▸ **Task requirements**
Here the answer must be the exact run of lines from the line holding "Each instance of the silver" to the end of the material below, and nothing else.

▸ **Provided data**
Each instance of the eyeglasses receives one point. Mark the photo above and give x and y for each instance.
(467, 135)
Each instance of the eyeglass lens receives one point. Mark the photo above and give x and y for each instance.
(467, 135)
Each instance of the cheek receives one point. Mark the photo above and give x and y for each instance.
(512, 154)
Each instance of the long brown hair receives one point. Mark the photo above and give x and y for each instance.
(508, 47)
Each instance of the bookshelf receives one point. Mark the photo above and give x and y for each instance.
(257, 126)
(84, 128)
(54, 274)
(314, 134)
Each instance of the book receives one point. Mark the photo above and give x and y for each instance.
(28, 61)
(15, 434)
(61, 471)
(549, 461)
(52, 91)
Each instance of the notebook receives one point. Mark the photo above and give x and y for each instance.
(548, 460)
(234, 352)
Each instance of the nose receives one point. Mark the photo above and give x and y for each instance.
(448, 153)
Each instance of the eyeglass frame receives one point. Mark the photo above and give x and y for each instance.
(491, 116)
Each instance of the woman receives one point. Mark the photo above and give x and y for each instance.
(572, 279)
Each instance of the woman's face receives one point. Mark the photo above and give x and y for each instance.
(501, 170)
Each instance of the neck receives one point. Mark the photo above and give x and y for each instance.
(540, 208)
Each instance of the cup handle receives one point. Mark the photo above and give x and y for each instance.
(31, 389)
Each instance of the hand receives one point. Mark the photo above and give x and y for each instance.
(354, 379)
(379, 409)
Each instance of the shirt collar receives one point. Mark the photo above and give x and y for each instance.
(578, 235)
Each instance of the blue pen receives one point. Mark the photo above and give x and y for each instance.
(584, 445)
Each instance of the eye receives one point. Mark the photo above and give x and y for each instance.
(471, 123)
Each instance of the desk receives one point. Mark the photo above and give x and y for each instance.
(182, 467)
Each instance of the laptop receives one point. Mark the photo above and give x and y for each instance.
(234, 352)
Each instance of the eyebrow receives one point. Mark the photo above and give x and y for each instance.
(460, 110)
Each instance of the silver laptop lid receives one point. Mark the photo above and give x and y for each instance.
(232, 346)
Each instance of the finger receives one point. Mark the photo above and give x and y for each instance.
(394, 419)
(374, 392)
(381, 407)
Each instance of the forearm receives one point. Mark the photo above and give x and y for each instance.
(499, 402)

▸ **Task response**
Each instance of the silver laptop lid receives one point. Mark the photo above and give x and y for each instance.
(232, 346)
Each instance of the finger receives one point. Mark the photo above and give x and y for each instance.
(394, 419)
(374, 392)
(381, 407)
Each instance of the forearm receives one point. Mark the photo above and give x and y for each instance.
(499, 402)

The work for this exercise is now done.